Segment Start: Supplied data

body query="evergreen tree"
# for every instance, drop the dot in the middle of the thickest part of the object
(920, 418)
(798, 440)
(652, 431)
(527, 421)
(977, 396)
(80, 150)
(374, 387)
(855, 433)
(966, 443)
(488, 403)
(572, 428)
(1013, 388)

Segment End: Supplied data

#### What to produce
Return every entry verbatim.

#### Output below
body query="evergreen tree"
# for every instance, drop the dot in the middle of the thickest part of the object
(920, 418)
(798, 440)
(652, 431)
(527, 421)
(977, 396)
(80, 150)
(374, 387)
(855, 433)
(966, 443)
(488, 403)
(572, 428)
(1013, 388)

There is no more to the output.